* [WHAT IS ASKED]
A: In the passage about The Bedsitting Room, give the part starting at "The Bedsitting Room is" and ending at "London's West End." again, substituting "satirical stage comedy" for "satirical play".
B: Answer these questions from the passage about The Bedsitting Room:
(i) At which theater in Canterbury was the one-act version first produced?
(ii) On what date did the revival open at London's Saville Theatre?
(iii) For how many nights did Bench Theatre in Havant show the play?
C: Carry on the passage about The Bedsitting Room from the point where it stops.

* [EXCERPT TO READ]
»»

The Bedsitting Room is a satirical play by Spike Milligan and John Antrobus. It began as a one-act play which was first produced on 12 February 1962 at the Marlowe Theatre in Canterbury, England. The Bedsitting Room was then adapted to a longer play and Bernard Miles put it on at the Mermaid Theatre, where it was first performed on 31 January 1963 before transferring several weeks later to the Duke of York's Theatre in London's West End.

The production included a coup de théâtre, when the character "Mate" (originally played in London by Spike Milligan) entered wearing a mixture of ragged military uniforms from across the centuries. Attached to his boots were long strips of canvas to which were attached pairs of boots. As he marched across the stage, the empty boots marched in time behind him. The play was considered a critical and commercial hit, and was revived in 1967 with a provincial tour, before opening at London's Saville Theatre on 3 May 1967. The script was later published in paperback book.

The play was presented in repertory by the Theatre Royal, York in 1972, and was also shown by Bench Theatre in Havant for seven nights in July 1981.

««

* [SUPPLIED RECORDS]
»»

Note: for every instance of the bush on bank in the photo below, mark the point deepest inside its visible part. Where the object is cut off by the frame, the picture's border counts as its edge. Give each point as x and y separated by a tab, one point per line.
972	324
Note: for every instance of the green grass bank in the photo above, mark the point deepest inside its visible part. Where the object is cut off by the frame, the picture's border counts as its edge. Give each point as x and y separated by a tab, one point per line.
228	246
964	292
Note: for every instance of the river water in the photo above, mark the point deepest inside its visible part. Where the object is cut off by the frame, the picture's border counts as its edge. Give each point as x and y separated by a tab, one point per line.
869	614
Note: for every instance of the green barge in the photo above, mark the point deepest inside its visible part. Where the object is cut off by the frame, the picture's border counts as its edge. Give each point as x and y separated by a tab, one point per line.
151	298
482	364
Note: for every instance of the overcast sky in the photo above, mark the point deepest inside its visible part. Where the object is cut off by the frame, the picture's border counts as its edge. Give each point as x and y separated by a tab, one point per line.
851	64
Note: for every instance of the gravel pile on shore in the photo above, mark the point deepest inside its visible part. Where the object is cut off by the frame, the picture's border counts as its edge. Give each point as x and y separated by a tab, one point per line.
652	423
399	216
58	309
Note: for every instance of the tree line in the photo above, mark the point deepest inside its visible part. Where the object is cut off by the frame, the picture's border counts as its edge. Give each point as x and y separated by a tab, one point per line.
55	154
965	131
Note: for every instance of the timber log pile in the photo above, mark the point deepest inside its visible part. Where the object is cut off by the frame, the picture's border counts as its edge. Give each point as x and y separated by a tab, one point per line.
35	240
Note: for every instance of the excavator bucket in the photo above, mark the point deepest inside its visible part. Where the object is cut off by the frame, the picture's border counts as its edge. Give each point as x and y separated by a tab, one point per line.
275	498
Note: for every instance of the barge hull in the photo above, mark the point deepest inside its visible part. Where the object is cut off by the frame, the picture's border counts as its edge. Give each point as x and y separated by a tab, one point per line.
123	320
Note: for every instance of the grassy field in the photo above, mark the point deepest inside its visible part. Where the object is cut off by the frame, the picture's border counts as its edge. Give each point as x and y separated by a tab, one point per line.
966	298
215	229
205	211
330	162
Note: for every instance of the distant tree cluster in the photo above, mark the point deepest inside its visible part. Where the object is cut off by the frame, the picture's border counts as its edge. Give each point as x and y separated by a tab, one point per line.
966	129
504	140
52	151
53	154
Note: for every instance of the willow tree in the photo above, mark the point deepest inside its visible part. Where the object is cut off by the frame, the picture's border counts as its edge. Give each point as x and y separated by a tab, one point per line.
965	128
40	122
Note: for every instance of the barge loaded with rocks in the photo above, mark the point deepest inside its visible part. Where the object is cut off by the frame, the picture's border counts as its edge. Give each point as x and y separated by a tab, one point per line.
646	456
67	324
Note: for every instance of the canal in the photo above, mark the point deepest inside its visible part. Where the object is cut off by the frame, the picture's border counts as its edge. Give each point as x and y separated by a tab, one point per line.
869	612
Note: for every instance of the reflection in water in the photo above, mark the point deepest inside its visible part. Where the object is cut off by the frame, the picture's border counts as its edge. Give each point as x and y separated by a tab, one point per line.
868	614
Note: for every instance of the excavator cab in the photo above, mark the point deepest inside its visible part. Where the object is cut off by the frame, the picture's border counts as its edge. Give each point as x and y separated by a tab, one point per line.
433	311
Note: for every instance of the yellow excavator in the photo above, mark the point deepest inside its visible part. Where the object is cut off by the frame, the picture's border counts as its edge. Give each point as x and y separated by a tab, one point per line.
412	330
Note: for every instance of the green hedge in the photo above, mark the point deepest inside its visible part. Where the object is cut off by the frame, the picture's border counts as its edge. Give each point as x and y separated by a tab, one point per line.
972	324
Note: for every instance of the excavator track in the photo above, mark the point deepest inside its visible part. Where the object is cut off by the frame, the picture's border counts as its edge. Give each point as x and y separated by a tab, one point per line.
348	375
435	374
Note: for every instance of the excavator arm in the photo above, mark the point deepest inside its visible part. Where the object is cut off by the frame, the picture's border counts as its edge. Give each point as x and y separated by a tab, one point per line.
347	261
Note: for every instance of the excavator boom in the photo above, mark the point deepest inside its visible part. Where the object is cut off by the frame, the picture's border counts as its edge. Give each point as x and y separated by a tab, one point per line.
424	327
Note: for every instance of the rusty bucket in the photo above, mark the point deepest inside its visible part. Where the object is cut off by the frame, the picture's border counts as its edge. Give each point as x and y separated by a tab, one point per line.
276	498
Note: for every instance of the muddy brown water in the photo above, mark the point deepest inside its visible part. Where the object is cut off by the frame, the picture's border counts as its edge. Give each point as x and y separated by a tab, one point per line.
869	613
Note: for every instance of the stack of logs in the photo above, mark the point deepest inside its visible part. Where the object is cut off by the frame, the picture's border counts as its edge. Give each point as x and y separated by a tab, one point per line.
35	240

««

* [TASK-BY-TASK ANSWERS]
A:
The Bedsitting Room is a satirical stage comedy by Spike Milligan and John Antrobus. It began as a one-act play which was first produced on 12 February 1962 at the Marlowe Theatre in Canterbury, England. The Bedsitting Room was then adapted to a longer play and Bernard Miles put it on at the Mermaid Theatre, where it was first performed on 31 January 1963 before transferring several weeks later to the Duke of York's Theatre in London's West End.

B:
(i) The Marlowe Theatre.
(ii) 3 May 1967.
(iii) Seven nights.

C:
The play is set in a post-apocalyptic London, nine months after World War III (the "Nuclear Misunderstanding"), which lasted for two minutes and twenty-eight seconds – "including the signing of the peace treaty". Nuclear fallout is producing strange mutations in people; the title refers to the character Lord Fortnum, who finds himself transforming into a bed-sitting room (other characters turn into a parrot and a wardrobe). The plot concerns the fate of the first child to be born after the war.

A film based on the play was released in 1969. The film was directed by Richard Lester and the cast included Ralph Richardson, Arthur Lowe, Rita Tushingham, Peter Cook, Dudley Moore, Michael Hordern, Marty Feldman, Harry Secombe and Milligan himself.

Authors' intentions 

In his 2002 book of reflections, Antrobus describes his idea as about "a man who fears he will turn into a bedsitting room, which he does, and the dubious doctor he has been seeing moves in with his fiancée, declaring that it will be easier to work a cure on the premises. Therein lies the dilemma. For the doctor to heal the condition would mean becoming homeless".

In a 1988 interview with Bernard Braden on ITV's All Our Yesterdays, Milligan portrayed his view of The Bedsitting Room thus:

Original cast list for play 

The following is the original cast list as it appears on page 5 of the 1973 paperback of the script, with music played by The Temperance Seven

Captain Pontius Kak, Graham Stark. This is Lord Fortnum's doctor, whose name appears to have later changed to Captain Martin. At one time Barry Humphries played this role, which he names as Captain Martin Bules.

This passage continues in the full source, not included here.